→ Exercise materials:
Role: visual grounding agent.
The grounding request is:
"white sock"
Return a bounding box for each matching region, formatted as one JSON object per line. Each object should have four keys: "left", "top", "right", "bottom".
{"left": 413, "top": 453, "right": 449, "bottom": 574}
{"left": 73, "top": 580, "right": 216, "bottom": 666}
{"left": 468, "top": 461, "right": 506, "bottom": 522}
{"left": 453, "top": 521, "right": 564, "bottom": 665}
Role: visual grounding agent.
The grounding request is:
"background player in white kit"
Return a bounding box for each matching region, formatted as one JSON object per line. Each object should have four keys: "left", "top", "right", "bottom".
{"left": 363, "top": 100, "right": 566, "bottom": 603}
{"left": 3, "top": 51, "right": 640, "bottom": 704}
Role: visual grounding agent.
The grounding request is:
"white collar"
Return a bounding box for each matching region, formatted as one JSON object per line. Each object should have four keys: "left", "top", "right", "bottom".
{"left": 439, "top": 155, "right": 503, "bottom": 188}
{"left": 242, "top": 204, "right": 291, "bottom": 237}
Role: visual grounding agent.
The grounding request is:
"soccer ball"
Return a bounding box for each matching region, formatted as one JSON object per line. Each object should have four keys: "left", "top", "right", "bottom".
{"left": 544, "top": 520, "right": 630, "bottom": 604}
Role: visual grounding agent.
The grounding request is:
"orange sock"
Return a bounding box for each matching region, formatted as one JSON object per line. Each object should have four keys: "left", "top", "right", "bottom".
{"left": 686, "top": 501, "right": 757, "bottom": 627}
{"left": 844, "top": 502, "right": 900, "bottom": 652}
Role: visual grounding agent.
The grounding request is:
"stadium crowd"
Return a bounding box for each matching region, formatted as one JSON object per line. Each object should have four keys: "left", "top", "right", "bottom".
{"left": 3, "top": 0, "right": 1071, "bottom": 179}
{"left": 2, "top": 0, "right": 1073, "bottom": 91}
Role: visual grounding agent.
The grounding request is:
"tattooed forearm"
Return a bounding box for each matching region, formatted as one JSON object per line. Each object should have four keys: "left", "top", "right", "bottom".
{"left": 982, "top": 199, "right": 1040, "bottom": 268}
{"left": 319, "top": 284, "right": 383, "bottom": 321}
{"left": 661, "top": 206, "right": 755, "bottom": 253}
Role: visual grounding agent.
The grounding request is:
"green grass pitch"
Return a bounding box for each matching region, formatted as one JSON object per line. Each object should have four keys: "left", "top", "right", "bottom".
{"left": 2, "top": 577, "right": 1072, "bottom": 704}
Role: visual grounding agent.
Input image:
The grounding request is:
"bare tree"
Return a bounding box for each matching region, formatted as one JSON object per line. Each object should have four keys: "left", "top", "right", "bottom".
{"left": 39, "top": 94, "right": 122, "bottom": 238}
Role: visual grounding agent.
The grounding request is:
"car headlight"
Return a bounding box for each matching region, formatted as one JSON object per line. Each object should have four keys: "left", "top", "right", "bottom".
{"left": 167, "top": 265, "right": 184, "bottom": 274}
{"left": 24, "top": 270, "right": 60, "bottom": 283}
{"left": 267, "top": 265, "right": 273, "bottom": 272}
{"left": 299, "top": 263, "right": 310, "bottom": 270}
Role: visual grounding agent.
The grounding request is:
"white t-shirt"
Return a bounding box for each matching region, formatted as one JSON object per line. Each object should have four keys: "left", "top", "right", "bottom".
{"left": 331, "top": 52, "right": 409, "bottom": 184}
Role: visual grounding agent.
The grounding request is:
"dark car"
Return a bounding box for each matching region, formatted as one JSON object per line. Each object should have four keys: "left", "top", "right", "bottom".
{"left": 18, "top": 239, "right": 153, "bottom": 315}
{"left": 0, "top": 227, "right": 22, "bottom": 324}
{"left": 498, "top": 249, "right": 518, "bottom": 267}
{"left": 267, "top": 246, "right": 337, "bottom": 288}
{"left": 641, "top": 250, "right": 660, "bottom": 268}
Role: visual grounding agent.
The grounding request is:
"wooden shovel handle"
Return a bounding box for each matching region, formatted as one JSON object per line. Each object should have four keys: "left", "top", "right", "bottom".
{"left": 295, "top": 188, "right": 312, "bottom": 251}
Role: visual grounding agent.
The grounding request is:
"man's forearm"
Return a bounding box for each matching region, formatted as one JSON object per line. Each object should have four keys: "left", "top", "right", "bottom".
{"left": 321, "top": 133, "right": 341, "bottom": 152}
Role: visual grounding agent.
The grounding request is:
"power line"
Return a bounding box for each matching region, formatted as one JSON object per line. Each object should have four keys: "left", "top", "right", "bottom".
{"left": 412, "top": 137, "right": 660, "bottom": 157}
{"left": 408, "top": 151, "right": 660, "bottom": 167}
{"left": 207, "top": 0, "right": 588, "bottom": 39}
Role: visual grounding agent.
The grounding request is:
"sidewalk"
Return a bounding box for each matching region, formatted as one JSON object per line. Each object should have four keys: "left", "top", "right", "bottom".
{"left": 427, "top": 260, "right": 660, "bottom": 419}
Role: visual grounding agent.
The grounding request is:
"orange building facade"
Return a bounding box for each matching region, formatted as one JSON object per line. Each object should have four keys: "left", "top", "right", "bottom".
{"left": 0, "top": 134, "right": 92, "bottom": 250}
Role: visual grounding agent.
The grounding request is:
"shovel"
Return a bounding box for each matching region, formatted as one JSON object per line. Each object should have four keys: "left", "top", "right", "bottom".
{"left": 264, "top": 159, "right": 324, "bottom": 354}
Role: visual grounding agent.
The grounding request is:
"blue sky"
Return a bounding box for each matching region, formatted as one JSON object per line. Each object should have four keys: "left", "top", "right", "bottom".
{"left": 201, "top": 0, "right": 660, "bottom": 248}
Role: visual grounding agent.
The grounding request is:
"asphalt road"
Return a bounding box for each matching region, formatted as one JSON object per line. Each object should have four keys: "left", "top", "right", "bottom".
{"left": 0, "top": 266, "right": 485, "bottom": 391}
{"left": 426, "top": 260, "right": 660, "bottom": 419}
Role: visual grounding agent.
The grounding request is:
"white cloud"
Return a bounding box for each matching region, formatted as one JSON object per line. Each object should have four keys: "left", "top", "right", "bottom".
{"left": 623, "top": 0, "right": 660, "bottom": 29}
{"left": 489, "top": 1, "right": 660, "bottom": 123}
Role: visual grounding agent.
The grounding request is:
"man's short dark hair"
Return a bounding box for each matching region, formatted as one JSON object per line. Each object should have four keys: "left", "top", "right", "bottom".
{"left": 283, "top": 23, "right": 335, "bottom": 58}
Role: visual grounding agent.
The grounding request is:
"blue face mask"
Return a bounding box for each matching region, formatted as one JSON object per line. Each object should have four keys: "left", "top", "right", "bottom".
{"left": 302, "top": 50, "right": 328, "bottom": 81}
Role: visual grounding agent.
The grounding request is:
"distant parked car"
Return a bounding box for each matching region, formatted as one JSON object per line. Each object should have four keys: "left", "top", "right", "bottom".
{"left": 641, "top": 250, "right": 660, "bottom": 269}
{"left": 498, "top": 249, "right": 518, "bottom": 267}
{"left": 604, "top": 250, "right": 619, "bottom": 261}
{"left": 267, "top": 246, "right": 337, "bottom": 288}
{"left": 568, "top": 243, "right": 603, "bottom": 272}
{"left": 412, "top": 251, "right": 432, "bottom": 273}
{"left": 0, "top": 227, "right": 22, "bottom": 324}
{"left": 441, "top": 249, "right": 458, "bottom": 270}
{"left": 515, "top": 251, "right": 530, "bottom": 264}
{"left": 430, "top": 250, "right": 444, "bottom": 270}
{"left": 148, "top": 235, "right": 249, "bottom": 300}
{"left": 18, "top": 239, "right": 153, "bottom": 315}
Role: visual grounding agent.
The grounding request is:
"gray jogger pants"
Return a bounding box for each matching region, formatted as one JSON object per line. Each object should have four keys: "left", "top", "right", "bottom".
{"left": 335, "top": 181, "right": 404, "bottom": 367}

→ Task details: For each line above that carries the word "white", copy it out.

→ Exercise answer:
"white sock"
"background player in white kit"
"white collar"
"white t-shirt"
"white cloud"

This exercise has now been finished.